**Task objective**
Copy out every one of the records below line for line, leaving out the pictures.

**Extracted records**
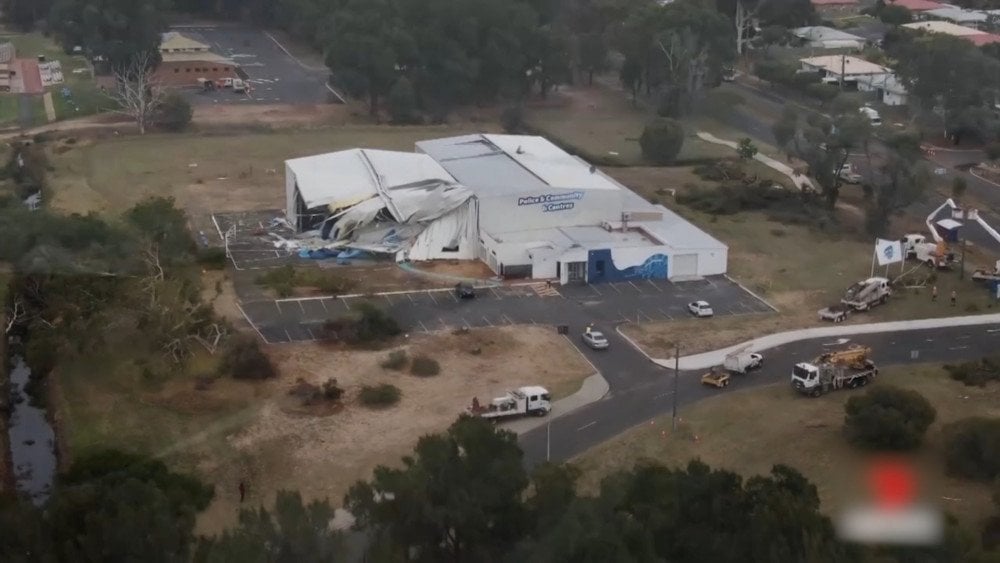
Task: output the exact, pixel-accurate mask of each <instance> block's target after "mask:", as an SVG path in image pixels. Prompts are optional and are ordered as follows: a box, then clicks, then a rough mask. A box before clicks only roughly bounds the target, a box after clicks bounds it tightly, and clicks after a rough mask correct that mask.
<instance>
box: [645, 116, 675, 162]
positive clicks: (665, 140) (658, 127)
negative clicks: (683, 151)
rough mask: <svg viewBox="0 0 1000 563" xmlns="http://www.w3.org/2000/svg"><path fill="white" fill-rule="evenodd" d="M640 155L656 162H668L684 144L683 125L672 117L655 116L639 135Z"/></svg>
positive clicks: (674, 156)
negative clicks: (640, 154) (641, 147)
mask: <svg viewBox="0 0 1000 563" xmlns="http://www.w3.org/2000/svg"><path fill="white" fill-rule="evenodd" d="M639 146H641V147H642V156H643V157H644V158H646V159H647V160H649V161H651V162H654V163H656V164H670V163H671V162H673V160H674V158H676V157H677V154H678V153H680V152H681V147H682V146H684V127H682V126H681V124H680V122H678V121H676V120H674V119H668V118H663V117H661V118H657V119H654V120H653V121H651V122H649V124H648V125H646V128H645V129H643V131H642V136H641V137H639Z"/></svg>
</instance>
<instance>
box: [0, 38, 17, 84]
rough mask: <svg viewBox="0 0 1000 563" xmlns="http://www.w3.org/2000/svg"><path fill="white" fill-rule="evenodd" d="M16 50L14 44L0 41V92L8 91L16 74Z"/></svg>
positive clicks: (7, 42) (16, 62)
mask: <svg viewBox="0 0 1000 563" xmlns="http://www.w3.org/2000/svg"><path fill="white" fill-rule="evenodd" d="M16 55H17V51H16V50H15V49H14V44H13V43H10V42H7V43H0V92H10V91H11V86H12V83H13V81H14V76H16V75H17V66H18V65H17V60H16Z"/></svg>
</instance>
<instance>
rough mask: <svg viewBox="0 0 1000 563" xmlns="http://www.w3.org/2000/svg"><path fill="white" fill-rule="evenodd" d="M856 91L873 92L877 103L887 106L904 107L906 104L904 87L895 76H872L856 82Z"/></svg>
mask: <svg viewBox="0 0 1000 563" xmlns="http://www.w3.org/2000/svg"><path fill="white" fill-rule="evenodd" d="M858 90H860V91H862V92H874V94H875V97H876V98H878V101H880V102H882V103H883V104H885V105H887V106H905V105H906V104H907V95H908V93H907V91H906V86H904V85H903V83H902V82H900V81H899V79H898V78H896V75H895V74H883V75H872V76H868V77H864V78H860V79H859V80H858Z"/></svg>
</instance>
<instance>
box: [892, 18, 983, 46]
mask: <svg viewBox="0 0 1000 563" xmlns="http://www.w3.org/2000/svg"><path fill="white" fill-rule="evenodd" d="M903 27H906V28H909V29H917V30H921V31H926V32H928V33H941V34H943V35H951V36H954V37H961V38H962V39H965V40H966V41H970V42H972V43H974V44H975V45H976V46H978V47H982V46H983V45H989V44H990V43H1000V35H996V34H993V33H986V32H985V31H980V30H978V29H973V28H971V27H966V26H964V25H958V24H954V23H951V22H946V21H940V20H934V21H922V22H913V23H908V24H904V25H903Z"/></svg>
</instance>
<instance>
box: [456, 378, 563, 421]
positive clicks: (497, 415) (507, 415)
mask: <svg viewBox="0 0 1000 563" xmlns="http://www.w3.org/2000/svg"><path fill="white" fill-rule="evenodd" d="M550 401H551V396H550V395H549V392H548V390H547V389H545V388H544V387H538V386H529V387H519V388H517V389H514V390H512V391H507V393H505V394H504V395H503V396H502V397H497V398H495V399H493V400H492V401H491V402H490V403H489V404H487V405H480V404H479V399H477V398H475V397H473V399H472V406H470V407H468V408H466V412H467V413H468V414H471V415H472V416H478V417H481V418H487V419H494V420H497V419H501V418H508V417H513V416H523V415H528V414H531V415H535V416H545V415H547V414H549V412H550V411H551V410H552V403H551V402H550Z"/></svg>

**Reply to the task**
Task: output the exact, pixel-accurate mask of each <instance> block's target after "mask:", as an SVG path in image pixels. Prompts are optional and are ordered as follows: a box, then clicks, then a rough mask. A box before clicks only roughly bounds the target, a box after clicks bounds it tightly, and clicks after a rough mask correct that mask.
<instance>
box: [645, 116, 675, 162]
positive clicks: (665, 140) (658, 127)
negative clicks: (683, 151)
rough mask: <svg viewBox="0 0 1000 563" xmlns="http://www.w3.org/2000/svg"><path fill="white" fill-rule="evenodd" d="M640 155L656 162H668L684 144L683 125L672 117L655 116L639 135Z"/></svg>
positive clicks: (674, 156)
negative clicks: (640, 154) (641, 147)
mask: <svg viewBox="0 0 1000 563" xmlns="http://www.w3.org/2000/svg"><path fill="white" fill-rule="evenodd" d="M639 146H641V147H642V156H643V157H644V158H646V159H647V160H649V161H651V162H654V163H656V164H670V163H671V162H673V160H674V158H676V157H677V154H678V153H680V152H681V147H682V146H684V127H682V126H681V124H680V122H678V121H676V120H674V119H668V118H663V117H661V118H657V119H654V120H653V121H651V122H649V124H648V125H646V128H645V129H643V131H642V136H641V137H639Z"/></svg>
</instance>
<instance>
box: [0, 38, 17, 84]
rough mask: <svg viewBox="0 0 1000 563" xmlns="http://www.w3.org/2000/svg"><path fill="white" fill-rule="evenodd" d="M16 50L14 44L0 41V92L8 91L16 74Z"/></svg>
positive clicks: (7, 42) (16, 62)
mask: <svg viewBox="0 0 1000 563" xmlns="http://www.w3.org/2000/svg"><path fill="white" fill-rule="evenodd" d="M16 55H17V51H16V50H15V49H14V44H13V43H10V42H7V43H0V92H10V91H11V86H12V83H13V81H14V76H16V75H17V66H18V65H17V60H16Z"/></svg>
</instance>
<instance>
rough mask: <svg viewBox="0 0 1000 563" xmlns="http://www.w3.org/2000/svg"><path fill="white" fill-rule="evenodd" d="M856 91L873 92L877 103L887 106L904 107L906 104L904 87L895 76H872L856 82Z"/></svg>
mask: <svg viewBox="0 0 1000 563" xmlns="http://www.w3.org/2000/svg"><path fill="white" fill-rule="evenodd" d="M858 90H860V91H862V92H874V94H875V97H876V98H878V101H880V102H882V103H883V104H885V105H887V106H905V105H906V104H907V95H908V93H907V91H906V86H904V85H903V83H902V82H900V81H899V79H898V78H896V75H895V74H883V75H872V76H868V77H864V78H860V79H859V80H858Z"/></svg>
</instance>
<instance>
box: [892, 18, 983, 46]
mask: <svg viewBox="0 0 1000 563" xmlns="http://www.w3.org/2000/svg"><path fill="white" fill-rule="evenodd" d="M903 27H906V28H909V29H917V30H921V31H926V32H928V33H941V34H943V35H951V36H954V37H961V38H962V39H965V40H966V41H970V42H972V43H974V44H975V45H976V46H978V47H982V46H983V45H989V44H990V43H1000V35H996V34H993V33H986V32H985V31H980V30H978V29H973V28H971V27H966V26H964V25H958V24H954V23H951V22H946V21H940V20H934V21H922V22H913V23H908V24H904V25H903Z"/></svg>
</instance>
<instance>
box: [456, 378, 563, 421]
positive clicks: (497, 415) (507, 415)
mask: <svg viewBox="0 0 1000 563" xmlns="http://www.w3.org/2000/svg"><path fill="white" fill-rule="evenodd" d="M550 401H551V396H550V395H549V392H548V390H547V389H545V388H544V387H538V386H529V387H519V388H517V389H514V390H512V391H507V393H505V394H504V395H503V396H502V397H497V398H495V399H493V400H492V401H491V402H490V403H489V404H487V405H480V404H479V399H477V398H475V397H473V399H472V406H470V407H468V408H466V412H467V413H468V414H471V415H472V416H478V417H481V418H487V419H494V420H497V419H501V418H508V417H513V416H523V415H528V414H531V415H535V416H545V415H547V414H549V412H550V411H551V410H552V403H551V402H550Z"/></svg>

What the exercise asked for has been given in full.